* _Aufgabenstellung_:
Setzen Sie den unten stehenden Textauszug über die unter Fernsehjournalisten verbreitete Redewendung „Das versendet sich“ nach seinem letzten Satz fort.

* _Textauszug_:

——

Ein unter Fernsehjournalisten verbreitetes Sprichwort lautet: "Das versendet sich". Diese Redewendung wird immer dann gerne bemüht, wenn sich in einem fertigen Beitrag ein Fehler findet. "Das versendet sich" äußert die Hoffnung, dass der Zuschauer den Fehler zwar registrieren, aber schnell wieder vergessen wird. Einen Ausflug in ein Fernseharchiv wird er wohl kaum auf sich nehmen, um das Gesehene und Gehörte nochmal auf seine Richtigkeit zu prüfen.

——

* _Bereitgestellte Daten_:
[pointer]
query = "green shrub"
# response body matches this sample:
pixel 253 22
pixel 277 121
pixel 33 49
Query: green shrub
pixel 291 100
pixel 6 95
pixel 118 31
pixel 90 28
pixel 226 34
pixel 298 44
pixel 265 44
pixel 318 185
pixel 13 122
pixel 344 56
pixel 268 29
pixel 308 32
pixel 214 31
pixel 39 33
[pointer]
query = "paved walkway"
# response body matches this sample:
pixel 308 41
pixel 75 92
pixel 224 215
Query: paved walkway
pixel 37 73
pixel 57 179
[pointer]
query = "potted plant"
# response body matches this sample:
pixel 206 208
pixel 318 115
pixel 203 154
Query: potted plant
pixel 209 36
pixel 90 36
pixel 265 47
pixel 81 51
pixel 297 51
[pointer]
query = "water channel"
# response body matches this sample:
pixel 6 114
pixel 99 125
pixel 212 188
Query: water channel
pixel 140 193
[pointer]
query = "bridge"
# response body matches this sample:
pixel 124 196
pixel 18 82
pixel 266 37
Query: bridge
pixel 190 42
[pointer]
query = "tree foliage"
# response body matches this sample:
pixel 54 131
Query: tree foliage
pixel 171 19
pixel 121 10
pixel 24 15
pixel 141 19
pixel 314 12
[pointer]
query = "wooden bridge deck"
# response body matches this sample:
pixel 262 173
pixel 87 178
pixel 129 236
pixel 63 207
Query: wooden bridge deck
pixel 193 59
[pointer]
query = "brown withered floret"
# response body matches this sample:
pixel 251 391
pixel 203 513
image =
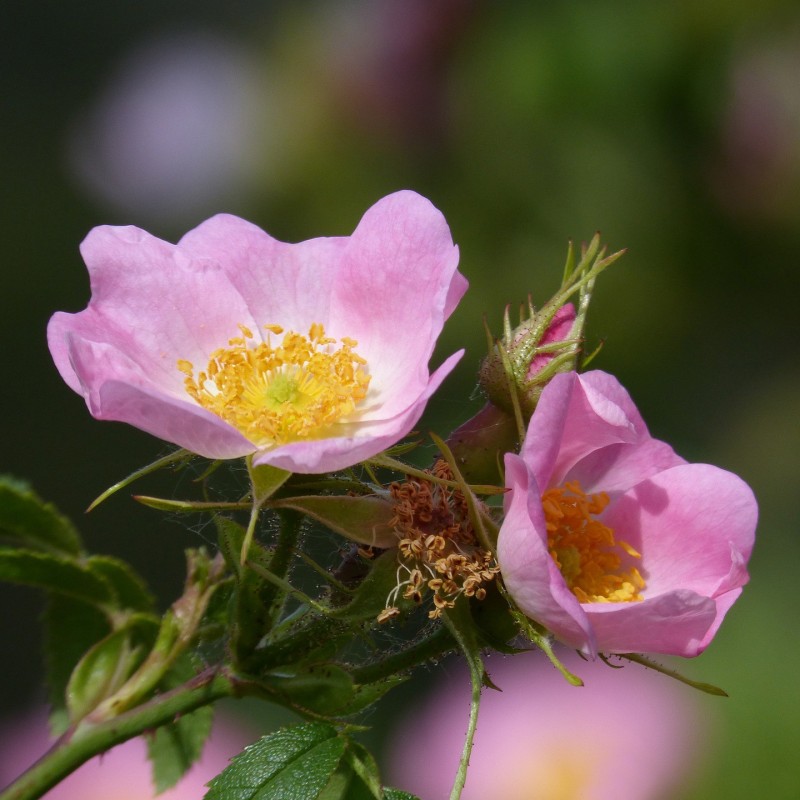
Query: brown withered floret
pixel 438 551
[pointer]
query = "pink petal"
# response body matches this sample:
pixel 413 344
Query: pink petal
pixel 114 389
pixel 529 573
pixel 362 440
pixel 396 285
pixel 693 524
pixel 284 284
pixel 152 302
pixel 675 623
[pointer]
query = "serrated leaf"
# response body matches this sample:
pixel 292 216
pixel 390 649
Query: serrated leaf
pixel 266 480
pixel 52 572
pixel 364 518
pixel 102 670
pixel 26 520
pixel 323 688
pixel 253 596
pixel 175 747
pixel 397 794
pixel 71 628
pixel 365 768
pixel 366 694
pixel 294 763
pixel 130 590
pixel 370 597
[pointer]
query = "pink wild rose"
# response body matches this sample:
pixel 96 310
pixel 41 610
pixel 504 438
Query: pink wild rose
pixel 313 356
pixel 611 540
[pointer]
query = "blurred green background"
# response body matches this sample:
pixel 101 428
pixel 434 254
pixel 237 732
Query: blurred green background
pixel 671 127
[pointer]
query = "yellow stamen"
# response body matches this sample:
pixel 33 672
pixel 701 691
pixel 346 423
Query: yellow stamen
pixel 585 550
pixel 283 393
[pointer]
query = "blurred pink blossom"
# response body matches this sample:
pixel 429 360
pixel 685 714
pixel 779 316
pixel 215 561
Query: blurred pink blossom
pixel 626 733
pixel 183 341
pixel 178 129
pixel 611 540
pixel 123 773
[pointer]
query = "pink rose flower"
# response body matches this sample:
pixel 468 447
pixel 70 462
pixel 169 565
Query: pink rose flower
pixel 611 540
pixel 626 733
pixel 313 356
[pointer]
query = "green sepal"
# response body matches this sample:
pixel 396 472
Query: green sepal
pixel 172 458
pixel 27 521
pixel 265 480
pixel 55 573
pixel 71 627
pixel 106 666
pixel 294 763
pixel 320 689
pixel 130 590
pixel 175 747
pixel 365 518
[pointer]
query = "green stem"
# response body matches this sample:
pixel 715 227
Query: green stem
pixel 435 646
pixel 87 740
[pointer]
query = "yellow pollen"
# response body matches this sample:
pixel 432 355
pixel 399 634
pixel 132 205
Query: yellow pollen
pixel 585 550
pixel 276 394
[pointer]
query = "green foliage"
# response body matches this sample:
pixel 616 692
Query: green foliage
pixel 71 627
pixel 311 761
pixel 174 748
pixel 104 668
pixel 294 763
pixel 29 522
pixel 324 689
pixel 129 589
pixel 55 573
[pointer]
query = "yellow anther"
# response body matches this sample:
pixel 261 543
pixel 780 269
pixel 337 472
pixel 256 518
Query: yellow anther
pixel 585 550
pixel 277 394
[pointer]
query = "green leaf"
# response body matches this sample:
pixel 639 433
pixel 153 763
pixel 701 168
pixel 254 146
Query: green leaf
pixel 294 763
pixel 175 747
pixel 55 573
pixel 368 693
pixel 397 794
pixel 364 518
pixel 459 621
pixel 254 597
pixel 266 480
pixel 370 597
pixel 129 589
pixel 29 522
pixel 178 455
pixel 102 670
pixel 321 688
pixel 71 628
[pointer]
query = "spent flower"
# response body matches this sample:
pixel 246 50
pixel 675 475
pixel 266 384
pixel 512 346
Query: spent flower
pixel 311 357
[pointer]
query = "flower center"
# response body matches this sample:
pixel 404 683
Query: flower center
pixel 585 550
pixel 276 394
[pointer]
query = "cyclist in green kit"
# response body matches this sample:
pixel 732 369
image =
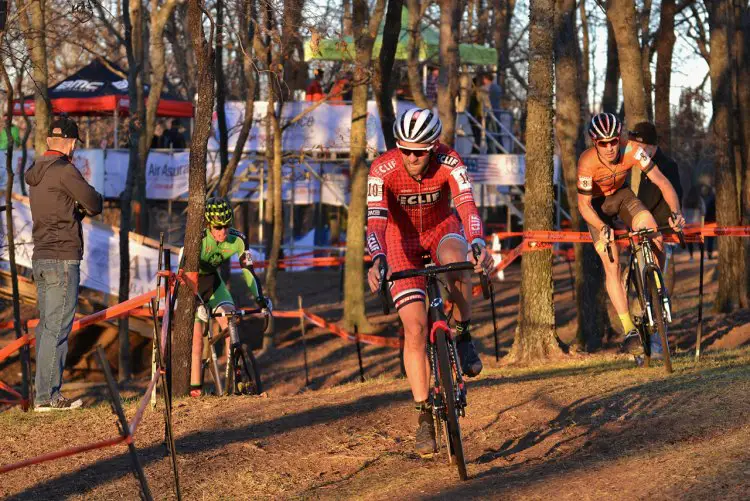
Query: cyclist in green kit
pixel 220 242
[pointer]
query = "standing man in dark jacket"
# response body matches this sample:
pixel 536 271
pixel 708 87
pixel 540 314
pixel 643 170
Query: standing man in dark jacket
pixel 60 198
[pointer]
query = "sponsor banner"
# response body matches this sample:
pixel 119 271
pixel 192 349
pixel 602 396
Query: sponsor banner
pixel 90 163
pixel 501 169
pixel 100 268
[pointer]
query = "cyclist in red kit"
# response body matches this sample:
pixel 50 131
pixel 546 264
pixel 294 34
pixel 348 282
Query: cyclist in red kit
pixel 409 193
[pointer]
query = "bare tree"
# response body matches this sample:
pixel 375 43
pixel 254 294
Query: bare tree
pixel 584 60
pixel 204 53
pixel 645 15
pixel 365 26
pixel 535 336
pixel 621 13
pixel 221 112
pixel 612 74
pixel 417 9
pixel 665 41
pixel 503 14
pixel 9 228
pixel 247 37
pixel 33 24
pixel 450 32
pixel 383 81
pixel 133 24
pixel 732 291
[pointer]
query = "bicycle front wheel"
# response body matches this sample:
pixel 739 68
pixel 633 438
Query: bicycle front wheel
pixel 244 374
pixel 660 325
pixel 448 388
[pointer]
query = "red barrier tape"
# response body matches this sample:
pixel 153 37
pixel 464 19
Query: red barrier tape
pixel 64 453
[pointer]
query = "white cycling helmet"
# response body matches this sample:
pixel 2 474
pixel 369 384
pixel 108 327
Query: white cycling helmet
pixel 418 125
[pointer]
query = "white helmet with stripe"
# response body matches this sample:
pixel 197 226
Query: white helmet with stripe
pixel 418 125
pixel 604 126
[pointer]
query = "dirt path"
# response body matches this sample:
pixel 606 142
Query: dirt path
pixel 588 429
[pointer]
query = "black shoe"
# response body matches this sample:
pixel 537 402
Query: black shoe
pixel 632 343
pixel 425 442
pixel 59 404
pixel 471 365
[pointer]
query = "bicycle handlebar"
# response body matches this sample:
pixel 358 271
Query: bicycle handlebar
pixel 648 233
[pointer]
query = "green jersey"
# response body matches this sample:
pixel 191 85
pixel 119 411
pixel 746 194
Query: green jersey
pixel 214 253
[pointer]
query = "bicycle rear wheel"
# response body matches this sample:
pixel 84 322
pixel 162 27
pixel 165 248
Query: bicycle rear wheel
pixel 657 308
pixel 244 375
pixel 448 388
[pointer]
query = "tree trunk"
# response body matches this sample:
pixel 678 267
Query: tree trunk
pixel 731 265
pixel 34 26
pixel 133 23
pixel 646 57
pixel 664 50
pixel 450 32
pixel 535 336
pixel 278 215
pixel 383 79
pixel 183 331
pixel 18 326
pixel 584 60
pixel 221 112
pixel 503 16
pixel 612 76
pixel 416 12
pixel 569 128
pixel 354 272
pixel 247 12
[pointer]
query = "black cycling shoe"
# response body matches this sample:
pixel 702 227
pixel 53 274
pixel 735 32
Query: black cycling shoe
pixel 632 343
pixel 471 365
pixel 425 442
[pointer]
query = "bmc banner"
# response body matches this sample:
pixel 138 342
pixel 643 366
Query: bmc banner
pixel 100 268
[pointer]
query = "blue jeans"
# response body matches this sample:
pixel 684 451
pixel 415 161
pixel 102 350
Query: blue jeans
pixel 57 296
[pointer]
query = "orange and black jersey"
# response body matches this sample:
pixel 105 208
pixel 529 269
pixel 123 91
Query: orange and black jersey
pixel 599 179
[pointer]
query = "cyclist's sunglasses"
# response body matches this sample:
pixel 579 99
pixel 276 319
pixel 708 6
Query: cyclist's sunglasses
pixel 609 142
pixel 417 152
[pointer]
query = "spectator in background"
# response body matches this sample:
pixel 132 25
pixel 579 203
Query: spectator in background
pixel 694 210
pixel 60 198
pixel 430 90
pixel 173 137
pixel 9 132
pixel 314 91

——

* _Gelöste Aufgabe_:
Das Kurzzeitgedächtnis und die menschliche Bequemlichkeit – zwei Phänomene, die lange Zeit auch Politikern zugute kamen. Gerade in einem Superwahljahr: Von nahezu allen Seiten und beinahe täglich sieht sich der Bürger (und Wähler) von Versprechungen nahezu überrannt. Wie soll er da die Übersicht behalten? Mal ehrlich: Wer kann heute noch aus dem Stand heraus sagen, wie sich die Union im Bundestagswahlkampf 2005 zu Mehrwertsteuererhöhungen verhielt?
Archiv im Wohnzimmer
"Das Internet kann es", sagt Daniel Dietrich. Der 36-Jährige gehört zu "Tactical Tools", einem Drei-Mann-Team, das wahlversprechen.info erfunden hat. Eine Seite, die Wahlversprechen von Politikern zusammenträgt und ordnet. Zum Beispiel nach dem Zeitpunkt des Versprechens, nach Partei, nach Stichwort oder nach ihrem Status: "Gebrochen", "Erfüllt", "Hinfällig", "Umstritten" oder "Offen". Die Seite trägt die Überschrift "ein kollektives Langzeitgedächtnis".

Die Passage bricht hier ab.